Some argue that Los Angeles can easily absorb this increase, because compensation levels in the city are relatively high. According to the Bureau of Labor Statistics, the median hourly wage for the Los Angeles-Long Beach-Glendale metro area was $18.32 in 2014. But the presence of many high-paying professions masks the destructive effects the new minimum wage will have on industries that offer entry-level positions. Median wages for local dishwashers, bar backs, ticket takers, and fast-food workers run between $9.00 and $9.10. It’s naïve to assume that all these positions will survive the increase. Businesses don’t have to pay the minimum wage to workers they choose to let go or don’t hire in the first place. Many positions will be automated, or employers will give additional responsibilities to more experienced workers.

California law allows workers between 14 and 17 to earn 85 percent of the minimum wage for their first 160 hours of work. Under the new wage law, teens could then be hired for an hourly wage of $12.75—a good deal for them, but a steep sum for employers to pay a worker with virtually no experience. The full $15 minimum wage will also apply to tipped positions—popular jobs for high school and college students. (The federal tipped minimum wage is $2.13, but tips must bring average hourly pay up to $7.25).

◆ **Written request 1**:
Answer these questions about the Los Angeles minimum wage excerpt:
(a) What was the median hourly wage for the Los Angeles-Long Beach-Glendale metro area in 2014, according to the Bureau of Labor Statistics?
(b) For how many hours of work may California workers between 14 and 17 be paid 85 percent of the minimum wage?
(c) What is the federal tipped minimum wage?

Saved entries
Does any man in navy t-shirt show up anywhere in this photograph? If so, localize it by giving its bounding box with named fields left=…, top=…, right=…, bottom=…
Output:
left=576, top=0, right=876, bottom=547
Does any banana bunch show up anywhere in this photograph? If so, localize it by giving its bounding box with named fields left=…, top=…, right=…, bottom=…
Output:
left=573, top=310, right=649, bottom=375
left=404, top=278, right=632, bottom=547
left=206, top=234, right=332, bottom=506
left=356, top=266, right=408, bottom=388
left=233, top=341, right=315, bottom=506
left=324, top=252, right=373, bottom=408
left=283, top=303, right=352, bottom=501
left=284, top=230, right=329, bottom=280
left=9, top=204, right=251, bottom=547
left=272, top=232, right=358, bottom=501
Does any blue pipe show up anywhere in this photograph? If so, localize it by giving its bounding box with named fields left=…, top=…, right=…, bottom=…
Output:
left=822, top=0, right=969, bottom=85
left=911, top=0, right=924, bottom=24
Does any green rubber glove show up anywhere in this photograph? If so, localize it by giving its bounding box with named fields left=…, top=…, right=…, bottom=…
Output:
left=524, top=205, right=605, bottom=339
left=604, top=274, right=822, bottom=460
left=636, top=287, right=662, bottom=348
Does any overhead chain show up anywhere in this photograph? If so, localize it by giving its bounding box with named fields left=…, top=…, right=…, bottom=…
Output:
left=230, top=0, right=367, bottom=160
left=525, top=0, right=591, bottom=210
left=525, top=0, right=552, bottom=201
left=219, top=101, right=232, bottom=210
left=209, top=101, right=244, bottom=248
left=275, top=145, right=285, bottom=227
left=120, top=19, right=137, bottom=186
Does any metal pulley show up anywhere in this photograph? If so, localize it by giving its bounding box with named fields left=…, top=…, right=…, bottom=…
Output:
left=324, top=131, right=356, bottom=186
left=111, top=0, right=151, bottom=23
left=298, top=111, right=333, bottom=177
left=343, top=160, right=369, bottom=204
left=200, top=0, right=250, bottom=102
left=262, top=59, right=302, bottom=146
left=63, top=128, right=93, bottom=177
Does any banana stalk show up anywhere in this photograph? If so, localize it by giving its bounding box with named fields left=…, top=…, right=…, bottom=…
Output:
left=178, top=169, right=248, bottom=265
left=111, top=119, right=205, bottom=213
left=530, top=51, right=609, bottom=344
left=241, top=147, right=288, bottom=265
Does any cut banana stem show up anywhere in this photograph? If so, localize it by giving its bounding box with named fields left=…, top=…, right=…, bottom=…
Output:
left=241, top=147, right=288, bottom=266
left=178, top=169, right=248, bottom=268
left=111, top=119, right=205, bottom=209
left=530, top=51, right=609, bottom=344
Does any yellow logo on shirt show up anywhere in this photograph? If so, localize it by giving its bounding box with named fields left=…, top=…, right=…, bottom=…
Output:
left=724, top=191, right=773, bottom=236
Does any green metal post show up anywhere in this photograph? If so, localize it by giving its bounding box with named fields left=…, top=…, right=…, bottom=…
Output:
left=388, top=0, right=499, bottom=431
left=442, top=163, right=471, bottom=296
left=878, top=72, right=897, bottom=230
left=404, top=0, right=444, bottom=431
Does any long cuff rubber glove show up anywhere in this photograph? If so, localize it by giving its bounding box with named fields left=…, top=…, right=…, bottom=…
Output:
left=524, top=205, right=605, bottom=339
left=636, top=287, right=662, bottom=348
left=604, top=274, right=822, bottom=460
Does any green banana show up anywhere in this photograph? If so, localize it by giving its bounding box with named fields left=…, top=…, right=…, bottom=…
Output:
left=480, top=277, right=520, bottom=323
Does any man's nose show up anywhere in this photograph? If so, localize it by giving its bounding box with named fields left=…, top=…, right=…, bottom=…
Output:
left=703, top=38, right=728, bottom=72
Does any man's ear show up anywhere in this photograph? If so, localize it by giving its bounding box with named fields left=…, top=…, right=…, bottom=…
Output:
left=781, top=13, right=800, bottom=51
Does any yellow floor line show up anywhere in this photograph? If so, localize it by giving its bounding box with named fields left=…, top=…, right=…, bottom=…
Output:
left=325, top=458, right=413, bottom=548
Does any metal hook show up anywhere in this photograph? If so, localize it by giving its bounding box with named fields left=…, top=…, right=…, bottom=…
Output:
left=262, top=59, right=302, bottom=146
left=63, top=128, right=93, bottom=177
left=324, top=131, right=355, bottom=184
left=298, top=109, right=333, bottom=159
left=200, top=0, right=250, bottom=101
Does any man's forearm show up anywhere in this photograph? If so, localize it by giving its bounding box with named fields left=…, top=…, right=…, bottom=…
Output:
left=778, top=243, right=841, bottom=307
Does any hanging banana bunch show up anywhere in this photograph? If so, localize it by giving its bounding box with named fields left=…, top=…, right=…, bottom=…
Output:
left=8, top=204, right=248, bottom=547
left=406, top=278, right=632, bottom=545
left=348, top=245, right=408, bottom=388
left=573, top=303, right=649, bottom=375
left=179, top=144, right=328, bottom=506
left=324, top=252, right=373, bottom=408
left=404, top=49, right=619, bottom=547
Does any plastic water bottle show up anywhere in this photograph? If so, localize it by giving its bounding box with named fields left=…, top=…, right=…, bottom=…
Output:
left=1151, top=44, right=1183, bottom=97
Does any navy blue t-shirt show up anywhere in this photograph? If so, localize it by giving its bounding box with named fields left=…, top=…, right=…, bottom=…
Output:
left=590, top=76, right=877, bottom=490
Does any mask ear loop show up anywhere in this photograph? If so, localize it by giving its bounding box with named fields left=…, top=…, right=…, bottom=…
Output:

◆ **Written request 2**: In the saved entries, retype every line from the one containing "Does any navy" up to and including the one containing "left=590, top=76, right=877, bottom=490", character for character.

◆ **Full response 1**:
(a) $18.32
(b) Their first 160 hours
(c) $2.13

◆ **Full response 2**:
Does any navy blue t-shirt show up anywhere in this photograph? If so, localize it by giving its bounding box with named fields left=…, top=…, right=…, bottom=…
Output:
left=590, top=76, right=877, bottom=490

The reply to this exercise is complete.